WHAT TO PRODUCE: All records are to be restated word for word, with pictures excluded.

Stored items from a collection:
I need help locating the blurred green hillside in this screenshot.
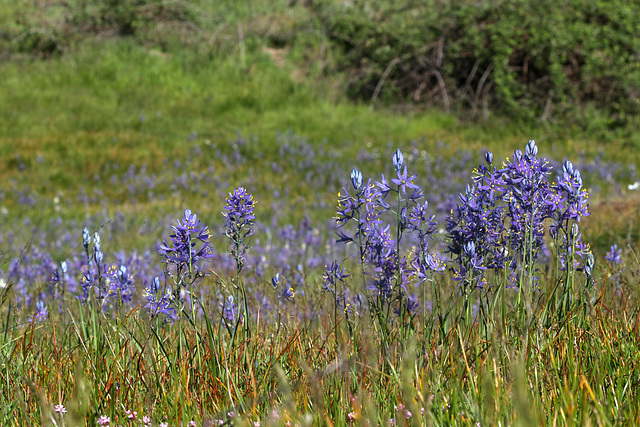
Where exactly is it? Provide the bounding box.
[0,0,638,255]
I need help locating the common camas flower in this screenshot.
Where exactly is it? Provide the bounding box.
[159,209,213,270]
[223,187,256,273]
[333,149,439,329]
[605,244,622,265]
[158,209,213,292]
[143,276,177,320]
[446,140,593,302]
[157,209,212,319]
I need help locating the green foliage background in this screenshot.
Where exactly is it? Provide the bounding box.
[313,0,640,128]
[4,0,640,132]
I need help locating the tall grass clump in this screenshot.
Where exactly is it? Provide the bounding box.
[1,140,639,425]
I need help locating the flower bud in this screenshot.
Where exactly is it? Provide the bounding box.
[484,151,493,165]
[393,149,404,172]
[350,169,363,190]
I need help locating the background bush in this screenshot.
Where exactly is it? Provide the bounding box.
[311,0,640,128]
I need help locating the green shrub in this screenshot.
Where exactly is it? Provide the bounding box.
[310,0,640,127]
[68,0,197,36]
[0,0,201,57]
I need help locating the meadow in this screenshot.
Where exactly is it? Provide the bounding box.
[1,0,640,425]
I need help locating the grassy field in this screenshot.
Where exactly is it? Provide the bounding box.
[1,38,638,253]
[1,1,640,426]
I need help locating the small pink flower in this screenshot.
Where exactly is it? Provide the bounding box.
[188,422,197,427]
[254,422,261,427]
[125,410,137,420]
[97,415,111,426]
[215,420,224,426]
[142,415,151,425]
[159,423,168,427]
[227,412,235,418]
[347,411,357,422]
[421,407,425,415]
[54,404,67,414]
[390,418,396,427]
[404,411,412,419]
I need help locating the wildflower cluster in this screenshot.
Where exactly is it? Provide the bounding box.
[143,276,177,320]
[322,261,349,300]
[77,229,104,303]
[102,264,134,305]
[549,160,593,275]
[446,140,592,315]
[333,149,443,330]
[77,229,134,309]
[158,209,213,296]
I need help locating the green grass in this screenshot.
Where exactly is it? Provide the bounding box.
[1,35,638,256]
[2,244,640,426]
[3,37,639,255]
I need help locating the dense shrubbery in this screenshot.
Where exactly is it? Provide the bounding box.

ANSWER:
I need help locating the blurred green hillside in this screenshot.
Where exactly is it? Provide the bounding box.
[0,0,638,255]
I need help locating the common camas flower in this screenshot.
Where exactly is it? Provide the bounding box.
[159,209,213,270]
[223,187,256,273]
[333,149,439,329]
[605,244,622,265]
[158,209,213,292]
[143,276,177,320]
[446,140,593,302]
[157,209,212,319]
I need help locating the green foliage background in this screenshot.
Where exactly is it? Provide the bounding box.
[313,0,640,128]
[4,0,640,132]
I need help locating the tall grass clump in this screenshot.
Where exactly is it? Provide the bounding box.
[1,140,639,425]
I need help locating the flower bud in this screenshot.
Where exactly is it? Provide the bounding box.
[484,151,493,165]
[393,149,404,172]
[350,169,363,190]
I need help locating the background bush in this screenshot.
Where exactly is it? Provide the bounding box.
[311,0,640,128]
I need help locating the green shrub in this screenshot.
Where exactly is it? Provide the bounding box.
[310,0,640,127]
[68,0,197,36]
[0,0,201,57]
I need help locating the meadow in this screenshot.
Where exactly is it? Provide the bounding box.
[1,0,640,425]
I need help locating the grassy field in this screenshot.
Where exactly is it? Provide the bounding box.
[1,38,638,253]
[1,1,640,426]
I need help locating the small pink flower in this screenshot.
Where exactly is it? Provide the bounding box.
[188,422,197,427]
[254,422,261,427]
[125,410,137,420]
[97,415,111,426]
[215,420,224,426]
[142,415,151,425]
[159,423,168,427]
[227,412,235,418]
[347,411,357,422]
[421,407,425,415]
[54,404,67,414]
[390,418,396,427]
[404,411,412,419]
I need help locating the wildflower cluster in this screenshot.
Where exactly is it? Provide the bounding box.
[143,276,177,320]
[322,261,349,300]
[77,229,104,303]
[102,264,134,305]
[549,160,593,275]
[446,140,592,315]
[333,149,443,330]
[77,229,134,309]
[158,209,213,296]
I need help locating the green grass in this screenshot.
Where exactly is it? Provide the bounding box.
[1,35,638,256]
[2,244,640,426]
[3,37,639,255]
I need help locating the dense shrubbery in this screenshot.
Where exactly is it? Provide the bounding box.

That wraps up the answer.